Collection entries
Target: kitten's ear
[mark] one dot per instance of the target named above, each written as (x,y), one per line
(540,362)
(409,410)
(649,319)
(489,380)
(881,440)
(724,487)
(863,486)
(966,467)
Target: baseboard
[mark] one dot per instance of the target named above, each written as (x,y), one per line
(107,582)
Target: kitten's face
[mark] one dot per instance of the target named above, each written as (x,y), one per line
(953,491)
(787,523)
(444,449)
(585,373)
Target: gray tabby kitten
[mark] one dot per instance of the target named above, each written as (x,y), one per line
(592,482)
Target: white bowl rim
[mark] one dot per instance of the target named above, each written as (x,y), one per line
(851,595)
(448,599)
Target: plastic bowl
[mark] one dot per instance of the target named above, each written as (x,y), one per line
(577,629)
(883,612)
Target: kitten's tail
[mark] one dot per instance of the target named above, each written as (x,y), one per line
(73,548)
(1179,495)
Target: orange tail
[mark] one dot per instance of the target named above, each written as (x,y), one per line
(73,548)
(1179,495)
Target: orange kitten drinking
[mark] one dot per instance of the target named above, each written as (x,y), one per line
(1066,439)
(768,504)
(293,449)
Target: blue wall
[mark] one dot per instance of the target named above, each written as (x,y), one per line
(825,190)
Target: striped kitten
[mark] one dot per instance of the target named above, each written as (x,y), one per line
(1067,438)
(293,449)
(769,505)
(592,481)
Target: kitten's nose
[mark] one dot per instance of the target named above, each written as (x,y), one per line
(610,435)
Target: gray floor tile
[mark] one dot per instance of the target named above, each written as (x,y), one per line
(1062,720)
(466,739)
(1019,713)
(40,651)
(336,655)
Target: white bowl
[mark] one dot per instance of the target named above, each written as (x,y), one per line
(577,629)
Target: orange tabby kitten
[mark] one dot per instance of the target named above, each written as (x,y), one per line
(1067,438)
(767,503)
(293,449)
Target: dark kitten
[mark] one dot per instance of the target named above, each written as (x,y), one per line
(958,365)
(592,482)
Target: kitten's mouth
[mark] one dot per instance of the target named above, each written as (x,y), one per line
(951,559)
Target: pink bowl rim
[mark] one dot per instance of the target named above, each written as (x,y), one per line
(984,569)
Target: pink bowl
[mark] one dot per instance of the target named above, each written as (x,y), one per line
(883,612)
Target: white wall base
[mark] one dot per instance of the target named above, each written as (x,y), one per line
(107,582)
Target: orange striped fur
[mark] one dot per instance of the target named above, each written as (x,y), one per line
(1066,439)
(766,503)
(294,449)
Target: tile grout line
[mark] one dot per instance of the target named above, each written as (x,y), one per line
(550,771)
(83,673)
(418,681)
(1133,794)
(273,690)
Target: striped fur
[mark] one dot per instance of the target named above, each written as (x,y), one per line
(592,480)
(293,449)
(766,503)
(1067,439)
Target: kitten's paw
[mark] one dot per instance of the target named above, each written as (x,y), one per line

● **AIM**
Copy every entry above word for word, in the same order.

● **RESULT FOR THIS EXERCISE**
Target: kitten's ear
[mark] one dot per instance of the target named above, each written as (x,y), one per line
(540,362)
(409,410)
(649,319)
(489,380)
(881,440)
(724,487)
(863,486)
(966,467)
Target: baseboard
[mark] one dot per instance of the target named above, each written as (x,y), one per line
(107,582)
Target: kitten's face
[mark] one dot per instance of the target named above, each written as (x,y), one per line
(953,491)
(787,523)
(444,449)
(585,373)
Target: gray tabby kitten
[mark] one dot per instance of the target named above, each written as (x,y), one per line
(592,482)
Target: white bowl rim
[mark] one dot per instance of the target named above, each written as (x,y), one per line
(851,595)
(448,599)
Target: plastic bowl
[mark] one dot per instance of the target named above, each written as (x,y), one per line
(577,629)
(883,612)
Target: kitten's tail
[mark] one dot per instance of the target named above, each written as (x,y), one per line
(73,548)
(1179,495)
Target: orange tail
[mark] one dot per instance of the target named above, each written as (x,y), one per line
(73,548)
(1179,495)
Target: orange kitten drinking
[mark] one dot per instance of the target named above, each written as (x,y), one per line
(1066,439)
(768,504)
(293,449)
Target: blue wall
[mark] one dot per instance of the target named above, each written as (x,y), one per line
(825,190)
Target: striped kitten
[mark] one dot per instance of the target named above, each written as (x,y), one per line
(1067,438)
(293,449)
(769,505)
(592,481)
Target: kitten's nose
[mark] one dot per instance of the target named above, each written as (x,y), one per line
(610,435)
Target: gray floor tile
[mark] one dot per instance of the target named above, each written as (x,y), one per line
(1062,720)
(466,739)
(1019,713)
(40,651)
(336,655)
Target: white bowl
[mark] one dot per instance of the target named above, each written as (x,y), one per line
(577,629)
Target: orange tabby kitten
[mark] one dot per instance of the target named above, each written as (x,y), one per line
(1067,438)
(767,503)
(293,449)
Target: dark kitten
[mark] one dot per instance of the target named above, each written as (x,y), one per line
(958,365)
(592,482)
Target: kitten's mouth
[mark] one dot per instance of the target named above, each written as (x,y), one per line
(951,559)
Target: pink bowl rim
[mark] one dot per instance of the target named above, each written as (x,y), one per line
(984,569)
Target: pink bowl
[mark] one dot per instance of the target named above, each written as (x,y), one per line
(883,612)
Target: white wall base
[mark] one dot per instance of the target named above, each written as (x,y), one per line
(107,582)
Target: orange striped fur
[mark] one dot per instance of the target named above, each written as (x,y), one per line
(1066,439)
(766,503)
(294,449)
Target: tile grout line
[mark] one dot per instance of the target named above, each written as (x,y), one per line
(550,771)
(83,673)
(418,681)
(1133,794)
(273,690)
Target: striped fur
[mark] one dot per instance of the target named above, each written as (x,y), one per line
(592,480)
(293,449)
(766,503)
(1067,439)
Target: kitten's paw
[mark] one dot per instance of the target named above, each written as (x,y), one per line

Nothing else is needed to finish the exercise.